你的任务: 下面那篇讲 Python 语音录制与识别的文章没有写完，你能从它最后一句之后接着写下去吗？

引用段落:

....................

Python 语音录制与识别

本文介绍一些 Python 中常用的语音能力的包，以及如何通过调用云服务商的 API 进行语音识别

录音

主要使用 pyaudio 包，它可以以字节流的方式录制/播放音频

安装：

pip install pyaudio

列出可以录音的设备

import pyaudio

p = pyaudio.PyAudio()

# Get the number of audio I/O devices
devices = p.get_device_count()

for i in range(devices):
    device_info = p.get_device_info_by_index(i)
    if device_info.get('maxInputChannels') > 0:
		print(f"{device_info.get('index')}: {device_info.get('name')}")

开始录音 5 秒，这里将录到的音频存到一个 io.BytesIO 对象中

import io

FORMAT = pyaudio.paInt16 # format of audio samples
CHANNELS = 1 # audio channels(1: mono, 2: stereo)
RATE=44100 # sample rate
CHUNK=1024 # number of frames per buffer
RECORD_SECONDS = 5

p = pyaudio.PyAudio()
stream = p.open(
    format=FORMAT, # format of audio samples
    channels=CHANNELS, # audio channels(1: mono, 2: stereo)
    rate=RATE, # sample rate
    frames_per_buffer=CHUNK, # number of frames per buffer
    input=True,
)

print("Recording...")
buffer = io.BytesIO()
for _ in range(0, int(RATE / CHUNK * RECORD_SECONDS))
    data = stream.read(CHUNK)
    buffer.write(data)

stream.stop_stream()
stream.close()
p.terminate()

保存音频文件

使用标准库中的 wave 包将音频字节保存到 wav 文件中，它会将 wav 格式写入文件头部，详见文档：The Python Standard Library - wave

import wave

with wave.open(output, 'wb') as wf:
    wf.setnchannels(CHANNELS)
    wf.setsampwidth(pyaudio.get_sample_size(pyaudio.paInt16))
    wf.setframerate(RATE)
    wf.writeframes(data)
print(f"Recording saved as {output}")

如果不需要写到文件中，只希望它帮忙把 wav 文件的头部加到字节流前，可以如下操作

output = io.BytesIO()
with wave.open(output, 'wb') as wf:
    wf.setnchannels(CHANNELS)
    wf.setsampwidth(pyaudio.get_sample_size(pyaudio.paInt16))
    wf.setframerate(RATE)
    wf.writeframes(data)
output.getvalue()

语音识别

腾讯云

腾讯云的语音识别服务有多种，这里只尝试了“一句话识别”和“录音文件识别极速版”

一句话识别

参考文档，将录音字节转为 base64 编码后，通过 API 接口发送，可以得到识别结果

注意，这里的字节数据是要包含对应文件格式文件头的，也就是说如果是上文中 pyaudio 中得到字节流需要先用 wave 模块补上文件头，否则腾讯云接口会报格式识别错误。

....................

所给数据:

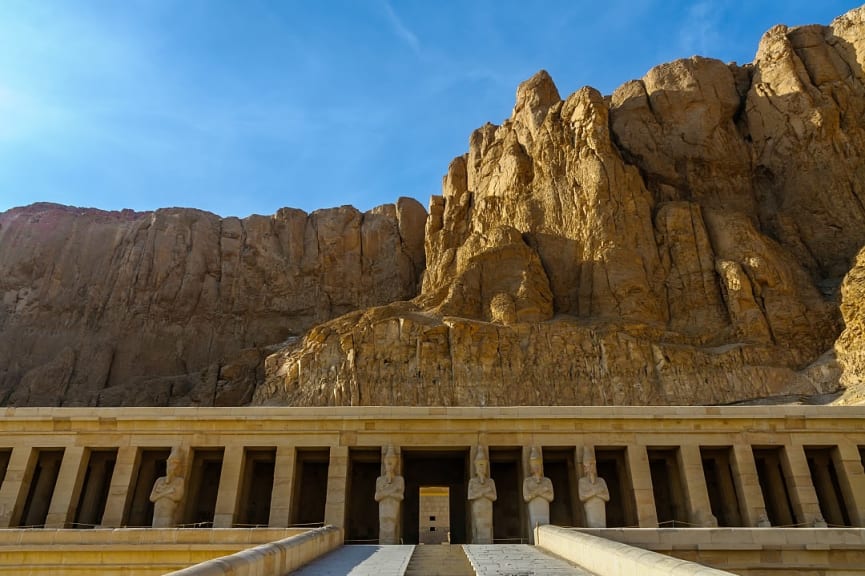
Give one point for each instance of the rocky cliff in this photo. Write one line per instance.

....................

练习结果:
import base64
import json

from tencentcloud.common.common_client import CommonClient
from tencentcloud.common import credential
from tencentcloud.common.exception.tencent_cloud_sdk_exception import TencentCloudSDKException
from tencentcloud.common.profile.client_profile import ClientProfile

try:
    cred = credential.Credential(SECRET_ID, SECRET_KEY)

    httpProfile = HttpProfile()
    httpProfile.endpoint = "asr.tencentcloudapi.com"
    clientProfile = ClientProfile()
    clientProfile.httpProfile = httpProfile

    encoded = base64.b64encode(sentence_bytes).decode()
    print(encoded)

    data = {
        'EngSerViceType': '16k_zh',
        'SourceType': 1,
        'VoiceFormat': 'wav',
        'Data': encoded,
        'DataLen': len(sentence_bytes)
    }
    params = json.dumps(data)
    common_client = CommonClient("asr", "2019-06-14", cred, "", profile=clientProfile)
    print(common_client.call_json("SentenceRecognition", json.loads(params)))
except TencentCloudSDKException as err:
    print(err)

录音文件识别极速版

参考官方示例代码，

import requests
import hmac
import hashlib
import base64
import time
import json
from tencentcloud.common.profile.http_profile import HttpProfile

class FlashRecognitionRequest:
    def __init__(self, engine_type):
        self.engine_type = engine_type
        self.speaker_diarization = 0
        self.hotword_id = ""
        self.customization_id = ""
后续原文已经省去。